> _Information given_:
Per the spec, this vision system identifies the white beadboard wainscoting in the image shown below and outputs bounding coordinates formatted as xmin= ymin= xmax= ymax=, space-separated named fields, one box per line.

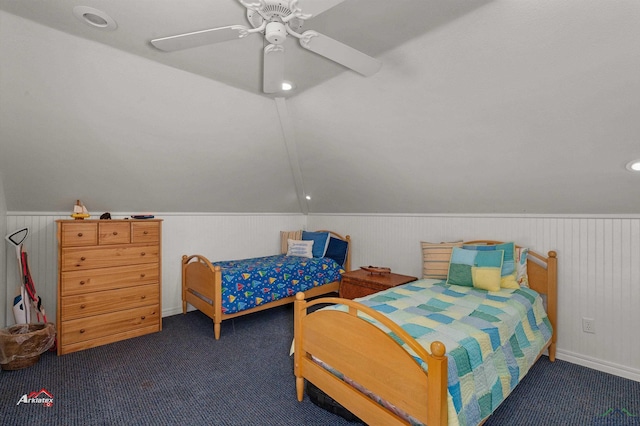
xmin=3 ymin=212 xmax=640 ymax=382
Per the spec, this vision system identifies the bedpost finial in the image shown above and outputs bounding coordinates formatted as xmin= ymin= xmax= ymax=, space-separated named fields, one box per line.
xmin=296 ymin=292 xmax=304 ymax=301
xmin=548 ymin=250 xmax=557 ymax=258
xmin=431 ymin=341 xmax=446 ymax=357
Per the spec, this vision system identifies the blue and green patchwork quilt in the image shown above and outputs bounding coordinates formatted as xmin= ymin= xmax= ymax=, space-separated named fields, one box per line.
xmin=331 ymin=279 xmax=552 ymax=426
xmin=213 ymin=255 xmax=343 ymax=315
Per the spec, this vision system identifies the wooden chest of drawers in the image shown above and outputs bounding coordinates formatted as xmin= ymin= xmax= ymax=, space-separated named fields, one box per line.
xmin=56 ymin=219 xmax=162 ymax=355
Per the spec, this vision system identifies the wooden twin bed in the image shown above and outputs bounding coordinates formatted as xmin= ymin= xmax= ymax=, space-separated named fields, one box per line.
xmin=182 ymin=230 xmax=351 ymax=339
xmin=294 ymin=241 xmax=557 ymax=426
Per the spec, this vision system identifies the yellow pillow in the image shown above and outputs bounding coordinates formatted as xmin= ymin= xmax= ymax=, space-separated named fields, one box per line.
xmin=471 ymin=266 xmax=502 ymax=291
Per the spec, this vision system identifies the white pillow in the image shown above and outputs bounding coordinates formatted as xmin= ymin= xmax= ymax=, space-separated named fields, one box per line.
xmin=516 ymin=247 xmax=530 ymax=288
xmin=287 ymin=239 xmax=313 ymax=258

> _Work to complete_:
Please set down, with no changes, the line that contains "Per the spec, this vision system identifies the wooden twin" and all the lines after it until the entries end; write nothing besides them.

> _Reply to the exercise_:
Per the spec, this vision system identifies the wooden twin bed in the image shown above and outputs bounding coordinates formatted as xmin= ymin= xmax= ymax=, space-separated named fields, one box per line.
xmin=182 ymin=230 xmax=351 ymax=339
xmin=294 ymin=241 xmax=557 ymax=426
Per the spec, this vision system identifies the yellow pillow in the image shown above and outputs bounding coordinates formatted as xmin= ymin= xmax= ymax=, space-separated named fields, one box per line.
xmin=471 ymin=266 xmax=502 ymax=291
Per the spec, this vision system identifies the white pillow in the image shown above and outputs bounding coordinates formatted as xmin= ymin= xmax= ymax=, space-separated named fields, one box per line.
xmin=516 ymin=247 xmax=530 ymax=288
xmin=287 ymin=239 xmax=313 ymax=258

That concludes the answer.